• Job
Could you format the part of the entries that opens at their start and closes with the line containing "M 130 89 L 74" as a numbered list, leaving out any blank lines?

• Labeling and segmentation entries
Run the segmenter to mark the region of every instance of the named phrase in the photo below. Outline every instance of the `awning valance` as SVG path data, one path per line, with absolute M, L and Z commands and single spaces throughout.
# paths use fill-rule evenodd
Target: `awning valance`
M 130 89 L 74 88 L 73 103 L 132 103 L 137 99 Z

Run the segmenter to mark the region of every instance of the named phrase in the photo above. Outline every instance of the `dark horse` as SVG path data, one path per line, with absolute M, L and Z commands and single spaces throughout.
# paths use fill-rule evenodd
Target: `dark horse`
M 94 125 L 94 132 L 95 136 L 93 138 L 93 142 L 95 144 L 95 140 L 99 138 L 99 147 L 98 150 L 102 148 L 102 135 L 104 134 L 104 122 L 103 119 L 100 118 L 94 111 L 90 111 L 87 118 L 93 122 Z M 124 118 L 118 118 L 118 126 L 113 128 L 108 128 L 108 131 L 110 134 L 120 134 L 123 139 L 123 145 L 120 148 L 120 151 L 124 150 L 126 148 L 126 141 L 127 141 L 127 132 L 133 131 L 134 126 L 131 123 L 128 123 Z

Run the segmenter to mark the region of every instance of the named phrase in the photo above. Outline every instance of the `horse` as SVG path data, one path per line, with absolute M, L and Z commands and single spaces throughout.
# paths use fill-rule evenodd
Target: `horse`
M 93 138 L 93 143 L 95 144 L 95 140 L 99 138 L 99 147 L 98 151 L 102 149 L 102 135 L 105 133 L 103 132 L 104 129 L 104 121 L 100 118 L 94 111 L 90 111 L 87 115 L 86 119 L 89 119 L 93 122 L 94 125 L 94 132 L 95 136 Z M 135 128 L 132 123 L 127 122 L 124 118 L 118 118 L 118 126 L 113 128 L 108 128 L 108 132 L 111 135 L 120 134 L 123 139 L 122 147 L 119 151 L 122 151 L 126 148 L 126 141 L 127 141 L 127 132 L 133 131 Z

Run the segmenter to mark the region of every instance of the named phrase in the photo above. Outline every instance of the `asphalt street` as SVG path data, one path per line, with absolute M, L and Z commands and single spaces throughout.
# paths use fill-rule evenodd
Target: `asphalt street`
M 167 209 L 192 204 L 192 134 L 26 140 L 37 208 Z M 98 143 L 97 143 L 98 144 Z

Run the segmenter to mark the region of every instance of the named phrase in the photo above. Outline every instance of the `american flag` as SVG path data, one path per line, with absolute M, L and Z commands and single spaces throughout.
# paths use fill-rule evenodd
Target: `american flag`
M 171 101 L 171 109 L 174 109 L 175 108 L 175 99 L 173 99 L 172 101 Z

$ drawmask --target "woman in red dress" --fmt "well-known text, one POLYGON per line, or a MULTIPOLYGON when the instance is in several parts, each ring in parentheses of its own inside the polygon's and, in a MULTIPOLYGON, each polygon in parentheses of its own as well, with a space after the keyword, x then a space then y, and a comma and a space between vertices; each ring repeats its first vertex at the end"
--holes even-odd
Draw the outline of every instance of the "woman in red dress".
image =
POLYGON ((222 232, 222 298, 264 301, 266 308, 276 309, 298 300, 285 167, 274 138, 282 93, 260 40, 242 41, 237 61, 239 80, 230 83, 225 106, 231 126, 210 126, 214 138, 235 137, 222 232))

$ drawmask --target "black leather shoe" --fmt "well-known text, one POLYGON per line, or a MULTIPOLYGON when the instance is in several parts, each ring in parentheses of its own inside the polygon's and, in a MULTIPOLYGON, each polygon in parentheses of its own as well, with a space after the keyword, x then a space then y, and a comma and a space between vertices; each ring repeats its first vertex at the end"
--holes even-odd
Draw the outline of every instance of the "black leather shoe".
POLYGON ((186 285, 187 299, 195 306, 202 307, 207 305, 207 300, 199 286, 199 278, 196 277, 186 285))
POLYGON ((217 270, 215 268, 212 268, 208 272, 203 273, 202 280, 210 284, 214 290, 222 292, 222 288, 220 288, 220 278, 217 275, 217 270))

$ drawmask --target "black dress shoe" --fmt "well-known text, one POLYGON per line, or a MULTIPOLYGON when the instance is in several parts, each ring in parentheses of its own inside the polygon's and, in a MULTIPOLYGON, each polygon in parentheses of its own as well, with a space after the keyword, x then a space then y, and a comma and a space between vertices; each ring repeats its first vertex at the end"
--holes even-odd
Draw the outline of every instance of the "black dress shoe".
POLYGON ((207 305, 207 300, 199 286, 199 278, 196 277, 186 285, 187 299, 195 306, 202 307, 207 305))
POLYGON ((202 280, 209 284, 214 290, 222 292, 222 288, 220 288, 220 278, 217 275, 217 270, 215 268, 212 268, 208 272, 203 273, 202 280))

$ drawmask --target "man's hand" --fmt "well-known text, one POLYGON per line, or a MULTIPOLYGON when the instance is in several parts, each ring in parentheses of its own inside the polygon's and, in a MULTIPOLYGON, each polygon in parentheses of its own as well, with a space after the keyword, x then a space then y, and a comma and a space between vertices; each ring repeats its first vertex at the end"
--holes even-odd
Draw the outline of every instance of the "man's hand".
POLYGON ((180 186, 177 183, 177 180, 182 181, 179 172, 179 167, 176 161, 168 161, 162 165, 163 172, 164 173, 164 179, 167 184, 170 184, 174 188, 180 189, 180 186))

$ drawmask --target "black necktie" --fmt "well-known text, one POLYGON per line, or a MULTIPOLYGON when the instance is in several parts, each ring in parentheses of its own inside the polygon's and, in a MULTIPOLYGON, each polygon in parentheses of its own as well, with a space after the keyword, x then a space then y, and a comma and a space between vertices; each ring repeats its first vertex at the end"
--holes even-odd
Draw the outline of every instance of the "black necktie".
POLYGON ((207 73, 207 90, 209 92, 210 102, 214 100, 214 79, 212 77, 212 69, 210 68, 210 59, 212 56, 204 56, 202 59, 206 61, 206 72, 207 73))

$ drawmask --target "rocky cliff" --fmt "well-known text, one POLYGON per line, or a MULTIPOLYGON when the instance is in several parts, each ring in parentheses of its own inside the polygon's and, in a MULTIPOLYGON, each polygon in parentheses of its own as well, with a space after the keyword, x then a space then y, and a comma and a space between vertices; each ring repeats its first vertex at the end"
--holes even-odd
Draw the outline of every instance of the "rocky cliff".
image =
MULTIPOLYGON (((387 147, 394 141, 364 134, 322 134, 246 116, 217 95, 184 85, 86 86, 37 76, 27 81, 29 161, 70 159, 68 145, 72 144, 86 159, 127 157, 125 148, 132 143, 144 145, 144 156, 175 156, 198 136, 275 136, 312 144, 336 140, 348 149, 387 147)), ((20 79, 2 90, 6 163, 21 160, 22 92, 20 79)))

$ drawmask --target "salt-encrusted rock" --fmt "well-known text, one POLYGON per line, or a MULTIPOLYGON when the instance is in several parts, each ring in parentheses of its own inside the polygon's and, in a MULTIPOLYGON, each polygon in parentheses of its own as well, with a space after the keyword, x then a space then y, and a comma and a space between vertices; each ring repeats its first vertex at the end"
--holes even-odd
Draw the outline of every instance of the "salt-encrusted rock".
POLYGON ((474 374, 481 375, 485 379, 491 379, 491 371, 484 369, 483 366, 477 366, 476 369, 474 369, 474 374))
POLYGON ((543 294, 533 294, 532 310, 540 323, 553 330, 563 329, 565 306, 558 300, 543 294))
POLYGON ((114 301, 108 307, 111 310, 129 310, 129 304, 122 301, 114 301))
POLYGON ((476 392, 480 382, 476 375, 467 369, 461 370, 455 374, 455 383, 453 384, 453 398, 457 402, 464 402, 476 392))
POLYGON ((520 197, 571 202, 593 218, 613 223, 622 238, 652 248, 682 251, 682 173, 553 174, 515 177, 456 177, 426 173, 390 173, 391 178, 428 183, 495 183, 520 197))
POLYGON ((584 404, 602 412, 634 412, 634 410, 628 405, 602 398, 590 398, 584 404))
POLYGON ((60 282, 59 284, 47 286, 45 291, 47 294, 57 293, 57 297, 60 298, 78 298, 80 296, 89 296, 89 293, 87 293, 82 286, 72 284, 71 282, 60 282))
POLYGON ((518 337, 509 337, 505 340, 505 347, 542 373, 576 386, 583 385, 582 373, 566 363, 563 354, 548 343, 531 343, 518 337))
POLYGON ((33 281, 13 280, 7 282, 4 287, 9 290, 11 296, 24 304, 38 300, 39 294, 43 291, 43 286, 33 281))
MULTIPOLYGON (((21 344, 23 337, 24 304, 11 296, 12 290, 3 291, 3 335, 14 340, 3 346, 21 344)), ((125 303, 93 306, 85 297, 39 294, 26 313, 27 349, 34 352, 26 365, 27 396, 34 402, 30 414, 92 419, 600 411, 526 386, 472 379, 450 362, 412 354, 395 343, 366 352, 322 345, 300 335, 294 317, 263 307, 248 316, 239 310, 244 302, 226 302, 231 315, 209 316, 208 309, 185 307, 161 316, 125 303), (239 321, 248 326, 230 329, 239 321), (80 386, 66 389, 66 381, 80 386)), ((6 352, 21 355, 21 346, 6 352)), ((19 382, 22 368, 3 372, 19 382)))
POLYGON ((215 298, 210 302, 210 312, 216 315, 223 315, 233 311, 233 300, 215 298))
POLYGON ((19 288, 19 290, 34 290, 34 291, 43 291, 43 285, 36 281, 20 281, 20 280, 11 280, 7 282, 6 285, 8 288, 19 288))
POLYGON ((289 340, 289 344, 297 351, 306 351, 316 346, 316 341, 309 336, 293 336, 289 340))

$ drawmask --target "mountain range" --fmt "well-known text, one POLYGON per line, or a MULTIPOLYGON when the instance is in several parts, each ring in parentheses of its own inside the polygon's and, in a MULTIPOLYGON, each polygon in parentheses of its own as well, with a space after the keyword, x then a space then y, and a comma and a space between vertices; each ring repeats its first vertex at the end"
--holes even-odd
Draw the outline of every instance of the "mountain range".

• Solution to the problem
1. Run the segmenter to mark the region of every instance of the named phrase in the photo below. Outline every instance of the `awning valance` as SVG path data, one path per line, with absolute M, L and Z commands and single spaces throughout.
2. # paths use fill-rule evenodd
3. Target: `awning valance`
4. M 130 89 L 74 88 L 73 103 L 132 103 L 137 99 Z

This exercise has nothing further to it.